In the passage on AI-based PET for rare diseases, what information should AI algorithms use to incorporate clinical information pertinent to managing patients with RDs?

Exercise passage
[Start of section]

Artificial Intelligence-Based Positron Emission Tomography Solutions for Management of Patients with Rare Diseases

It is crucial to develop RD-specific AI algorithms that understand the pre-test probability of screening and diagnosis in patients with RDs. For instance, as a medical imaging physician is reviewing an imaging study of a patient with MEN2A syndrome, abnormal adrenal gland findings could be more for an adrenal malignancy. AI algorithms should be developed to use radiomics information to incorporate such clinical information pertinent to the management of patients with RDs. ¹⁰⁹ Both the accuracy of the probability scale (i.e. 70% chance of MEN2A) and the optimal threshold that is applied to the image may vary based on the pretest probability.

[End of section]

Collected data entries
[Start of section]

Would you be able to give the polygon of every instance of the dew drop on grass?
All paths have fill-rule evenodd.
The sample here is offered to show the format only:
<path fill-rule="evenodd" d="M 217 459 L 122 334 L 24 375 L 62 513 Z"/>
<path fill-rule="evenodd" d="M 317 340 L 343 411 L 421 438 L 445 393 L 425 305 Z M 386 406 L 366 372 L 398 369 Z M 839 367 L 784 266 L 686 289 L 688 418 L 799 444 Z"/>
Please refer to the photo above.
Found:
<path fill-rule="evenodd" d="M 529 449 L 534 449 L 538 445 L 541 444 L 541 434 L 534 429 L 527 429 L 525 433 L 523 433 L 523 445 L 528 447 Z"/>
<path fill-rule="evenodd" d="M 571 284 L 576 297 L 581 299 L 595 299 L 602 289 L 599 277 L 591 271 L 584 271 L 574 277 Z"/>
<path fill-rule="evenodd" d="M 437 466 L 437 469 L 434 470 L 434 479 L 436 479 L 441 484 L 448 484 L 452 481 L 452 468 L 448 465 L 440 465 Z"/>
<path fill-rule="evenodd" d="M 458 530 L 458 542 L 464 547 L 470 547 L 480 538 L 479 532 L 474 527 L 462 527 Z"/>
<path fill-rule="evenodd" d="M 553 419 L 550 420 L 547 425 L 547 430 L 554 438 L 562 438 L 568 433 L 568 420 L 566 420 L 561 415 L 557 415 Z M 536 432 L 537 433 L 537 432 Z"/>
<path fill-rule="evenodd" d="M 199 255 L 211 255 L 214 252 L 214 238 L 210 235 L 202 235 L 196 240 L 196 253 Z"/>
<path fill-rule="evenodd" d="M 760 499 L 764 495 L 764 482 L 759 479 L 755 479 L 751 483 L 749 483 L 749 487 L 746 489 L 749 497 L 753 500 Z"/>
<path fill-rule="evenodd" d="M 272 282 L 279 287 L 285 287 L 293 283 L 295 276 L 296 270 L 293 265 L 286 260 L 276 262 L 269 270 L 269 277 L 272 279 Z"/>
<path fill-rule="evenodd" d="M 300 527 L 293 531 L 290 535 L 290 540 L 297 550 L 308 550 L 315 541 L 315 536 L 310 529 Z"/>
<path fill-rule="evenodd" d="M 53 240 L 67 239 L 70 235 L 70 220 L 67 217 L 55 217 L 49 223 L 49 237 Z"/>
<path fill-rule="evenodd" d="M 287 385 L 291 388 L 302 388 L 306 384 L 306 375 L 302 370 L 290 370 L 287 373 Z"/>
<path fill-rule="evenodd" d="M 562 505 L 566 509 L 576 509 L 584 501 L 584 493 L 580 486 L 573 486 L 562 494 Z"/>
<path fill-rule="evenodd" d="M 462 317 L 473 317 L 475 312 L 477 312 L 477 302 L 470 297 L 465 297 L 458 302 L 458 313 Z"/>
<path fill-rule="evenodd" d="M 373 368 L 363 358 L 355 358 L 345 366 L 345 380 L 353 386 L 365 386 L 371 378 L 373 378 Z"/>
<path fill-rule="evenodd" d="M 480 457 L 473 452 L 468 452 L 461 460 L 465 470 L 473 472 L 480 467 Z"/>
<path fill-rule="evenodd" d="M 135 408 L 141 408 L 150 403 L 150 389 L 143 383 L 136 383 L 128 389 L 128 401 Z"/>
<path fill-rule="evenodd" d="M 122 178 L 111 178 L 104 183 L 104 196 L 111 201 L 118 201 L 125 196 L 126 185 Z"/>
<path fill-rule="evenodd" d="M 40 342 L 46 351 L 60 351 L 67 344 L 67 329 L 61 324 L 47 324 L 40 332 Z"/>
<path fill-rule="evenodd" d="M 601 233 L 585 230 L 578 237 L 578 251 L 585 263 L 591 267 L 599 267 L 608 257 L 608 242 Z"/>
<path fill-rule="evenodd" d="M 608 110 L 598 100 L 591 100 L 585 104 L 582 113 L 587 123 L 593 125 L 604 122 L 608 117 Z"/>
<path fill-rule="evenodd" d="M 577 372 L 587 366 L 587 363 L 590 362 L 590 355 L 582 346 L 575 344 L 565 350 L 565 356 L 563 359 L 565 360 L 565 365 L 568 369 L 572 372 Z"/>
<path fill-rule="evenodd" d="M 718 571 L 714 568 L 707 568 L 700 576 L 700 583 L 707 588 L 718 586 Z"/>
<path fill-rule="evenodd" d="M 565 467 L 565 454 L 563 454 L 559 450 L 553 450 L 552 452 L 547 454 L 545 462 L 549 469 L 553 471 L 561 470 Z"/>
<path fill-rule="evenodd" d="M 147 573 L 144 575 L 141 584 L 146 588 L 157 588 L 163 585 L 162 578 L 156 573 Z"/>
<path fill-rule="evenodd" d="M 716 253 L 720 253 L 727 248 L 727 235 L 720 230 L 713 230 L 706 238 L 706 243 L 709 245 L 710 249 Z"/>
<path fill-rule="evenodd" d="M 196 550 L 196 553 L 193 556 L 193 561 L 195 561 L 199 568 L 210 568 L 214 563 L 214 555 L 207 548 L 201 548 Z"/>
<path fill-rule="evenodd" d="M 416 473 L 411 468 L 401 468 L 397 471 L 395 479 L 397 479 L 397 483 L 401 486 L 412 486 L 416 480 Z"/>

[End of section]

Result of the exercise
Radiomics information.